What is required
Once you have read the records below, write them all out exactly as given.

Point localization data
[Start of section]
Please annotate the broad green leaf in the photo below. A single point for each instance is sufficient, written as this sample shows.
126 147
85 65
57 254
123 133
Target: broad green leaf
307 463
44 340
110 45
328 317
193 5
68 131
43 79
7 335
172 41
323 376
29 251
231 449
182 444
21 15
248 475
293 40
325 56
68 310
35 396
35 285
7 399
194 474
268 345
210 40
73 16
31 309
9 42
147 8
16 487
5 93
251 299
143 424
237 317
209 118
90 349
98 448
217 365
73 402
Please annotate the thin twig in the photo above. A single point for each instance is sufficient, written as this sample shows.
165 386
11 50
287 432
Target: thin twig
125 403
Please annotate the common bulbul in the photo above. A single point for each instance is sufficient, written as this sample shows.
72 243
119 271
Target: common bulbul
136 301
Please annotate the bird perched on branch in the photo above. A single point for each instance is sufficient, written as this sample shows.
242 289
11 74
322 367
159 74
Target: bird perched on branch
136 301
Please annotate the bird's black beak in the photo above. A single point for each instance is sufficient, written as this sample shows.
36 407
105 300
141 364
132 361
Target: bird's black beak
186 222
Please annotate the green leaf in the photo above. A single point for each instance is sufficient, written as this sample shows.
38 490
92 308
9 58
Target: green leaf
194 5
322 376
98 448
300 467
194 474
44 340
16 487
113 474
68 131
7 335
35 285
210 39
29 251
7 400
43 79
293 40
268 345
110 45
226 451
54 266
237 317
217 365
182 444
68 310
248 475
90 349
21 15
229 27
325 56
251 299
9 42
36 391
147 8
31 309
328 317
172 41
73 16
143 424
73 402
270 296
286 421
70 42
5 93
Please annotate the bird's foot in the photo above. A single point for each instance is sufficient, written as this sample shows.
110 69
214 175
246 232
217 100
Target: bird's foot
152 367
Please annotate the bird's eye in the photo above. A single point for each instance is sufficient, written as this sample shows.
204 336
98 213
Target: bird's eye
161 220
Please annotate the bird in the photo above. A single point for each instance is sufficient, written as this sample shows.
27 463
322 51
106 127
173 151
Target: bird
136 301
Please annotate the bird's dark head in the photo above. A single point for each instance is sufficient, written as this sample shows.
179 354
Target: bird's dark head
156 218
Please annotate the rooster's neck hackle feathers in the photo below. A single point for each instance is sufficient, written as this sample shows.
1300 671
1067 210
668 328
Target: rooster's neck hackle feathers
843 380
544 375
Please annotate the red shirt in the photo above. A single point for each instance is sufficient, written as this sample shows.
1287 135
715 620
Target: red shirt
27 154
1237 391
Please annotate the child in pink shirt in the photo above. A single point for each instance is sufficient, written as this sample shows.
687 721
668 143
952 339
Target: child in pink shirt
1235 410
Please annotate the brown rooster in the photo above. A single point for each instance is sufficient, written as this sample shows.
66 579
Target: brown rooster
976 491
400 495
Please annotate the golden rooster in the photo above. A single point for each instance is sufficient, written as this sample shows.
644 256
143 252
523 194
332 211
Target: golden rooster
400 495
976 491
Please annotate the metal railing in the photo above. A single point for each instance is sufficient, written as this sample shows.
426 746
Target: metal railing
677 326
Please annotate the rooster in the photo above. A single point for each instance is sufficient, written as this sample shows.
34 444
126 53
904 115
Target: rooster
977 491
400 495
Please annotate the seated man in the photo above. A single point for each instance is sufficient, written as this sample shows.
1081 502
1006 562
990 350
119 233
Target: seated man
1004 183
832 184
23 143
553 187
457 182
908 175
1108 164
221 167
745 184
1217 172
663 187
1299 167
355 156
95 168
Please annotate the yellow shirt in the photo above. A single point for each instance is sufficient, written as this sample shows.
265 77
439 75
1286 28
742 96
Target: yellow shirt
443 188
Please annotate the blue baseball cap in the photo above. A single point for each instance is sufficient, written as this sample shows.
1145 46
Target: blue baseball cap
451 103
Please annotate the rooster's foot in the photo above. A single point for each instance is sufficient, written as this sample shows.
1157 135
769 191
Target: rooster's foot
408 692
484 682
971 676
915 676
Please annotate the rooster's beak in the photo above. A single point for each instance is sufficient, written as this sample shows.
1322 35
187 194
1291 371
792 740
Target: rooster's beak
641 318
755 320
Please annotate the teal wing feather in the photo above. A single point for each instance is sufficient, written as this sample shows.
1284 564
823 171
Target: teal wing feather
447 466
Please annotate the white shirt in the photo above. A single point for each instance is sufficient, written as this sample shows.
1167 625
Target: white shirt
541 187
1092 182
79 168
[End of section]
Exercise result
Please annotate the broad green leaf in the photo below. A single point for each instance is sufficient, written as this sample shows.
126 147
85 65
57 254
123 133
Target: broad green leaf
307 463
44 340
110 45
328 317
193 5
68 131
43 79
7 335
172 41
323 376
29 251
231 449
182 444
21 15
248 475
293 40
325 56
68 310
35 396
35 285
7 399
194 474
268 345
210 40
73 16
31 309
9 42
147 8
16 487
5 93
251 299
143 424
237 317
209 118
90 349
98 448
217 365
73 402
Please annotate the thin twig in the photo above. A single point for each instance is sufficient, written as this sample shows.
165 386
11 50
287 432
Target: thin twig
125 403
Please annotate the common bulbul in the photo above. A single point for each instance is sufficient, written as this sample shows.
72 243
119 271
Target: common bulbul
136 301
Please annotate the bird perched on branch in the photo above. A single point for each instance is sufficient, written as this sample shows.
242 289
11 74
322 367
159 74
Target: bird perched on branch
136 301
Please annotate the bird's black beak in the photo above. A single point for each instance is sufficient, written as this sample shows.
36 407
105 300
141 364
132 361
Target: bird's black beak
186 222
Please annotate the green leaf in the photo above. A single point for each instance is sufficient, written as this sample shows.
38 490
92 308
9 58
Target: green leaf
194 5
322 376
98 448
300 467
194 474
44 340
16 487
113 474
68 131
7 335
35 285
210 39
29 251
7 400
43 79
293 40
268 345
110 45
226 451
54 266
237 317
217 365
182 444
68 310
248 475
90 349
21 15
229 27
325 56
251 299
9 42
36 391
147 8
31 309
328 317
172 41
73 16
143 424
73 402
270 296
286 421
70 42
5 93
Please annotate the bird's foot in the photo above. A single point for each instance is sufficient, written as this sample shows.
110 69
214 175
246 232
217 100
Target: bird's foot
152 367
Please annotate the bird's eye in the photo above. A single point for each instance is sufficient, written as this sample shows.
204 336
98 213
Target: bird's eye
161 220
Please annotate the bird in the photo above. A single point for each instance is sufficient, written as this sample shows.
27 463
322 51
106 127
173 151
Target: bird
136 301
Please annotate the bird's dark head in the photo above. A single point for each instance is sufficient, written as this sample shows.
179 354
Target: bird's dark head
156 218
Please annotate the rooster's neck hackle feathers in the photo below. A single point for each instance is sufficient, written as this sample shows.
1300 671
1067 210
668 328
Target: rooster's neck hackle feathers
843 380
544 375
Please annotate the red shirt in the photo above. A single point for each instance is sufficient, written as this sample shows.
1287 135
715 620
Target: red shirt
27 154
1237 391
Please annotate the child in pink shirt in the photo above. A single point for each instance is sufficient, written as this sample shows.
687 721
668 143
952 339
Target: child in pink shirt
1235 410
Please annotate the brown rooster in the photo above. A single point for each instance is sufficient, written as this sample shows.
66 579
Target: brown rooster
976 491
400 495
Please annotate the golden rooster in the photo above. A single point for each instance is sufficient, written as this sample shows.
644 256
143 252
523 194
332 211
Target: golden rooster
400 495
976 491
Please annotate the metal railing in the photo above. A single point for each instance is sufficient, written as this sample shows.
426 746
Target: metal railing
677 326
Please annotate the rooster in the photo above. A single point for each instance is sufficient, written as this sample shows.
34 444
126 53
904 115
Target: rooster
977 491
400 495
Please annotate the seated man in the photo above. A single point for each instance is sufficient, written as this sample shows.
1081 502
1006 562
990 350
119 233
Target: seated man
1004 183
832 184
23 143
553 187
457 182
908 175
1108 164
221 167
745 184
1217 172
663 187
1299 167
355 156
95 168
Please annotate the yellow shirt in the photo above. A single point for each instance is sufficient, written as this sample shows.
265 77
439 75
1286 28
742 96
Target: yellow shirt
443 188
Please annotate the blue baseball cap in the photo above. A single point for each instance is sufficient, written as this sample shows.
1145 46
Target: blue baseball cap
451 103
Please annotate the rooster's foot in the photo above. A single point for each instance is sufficient, written as this sample shows.
1157 135
769 191
Target: rooster's foot
408 692
484 682
971 676
915 676
Please annotate the rooster's beak in the photo above. A single point for each instance is sufficient, written as this sample shows.
1322 35
187 194
1291 371
792 740
Target: rooster's beak
641 318
755 320
Please annotate the teal wing feather in the photo above. A single point for each instance is sufficient, written as this sample shows.
1284 564
823 171
Target: teal wing feather
447 466
Please annotate the white shirt in the photo above. A single point for each instance is sufficient, written as this sample shows.
1167 625
Target: white shirt
541 187
1092 182
79 168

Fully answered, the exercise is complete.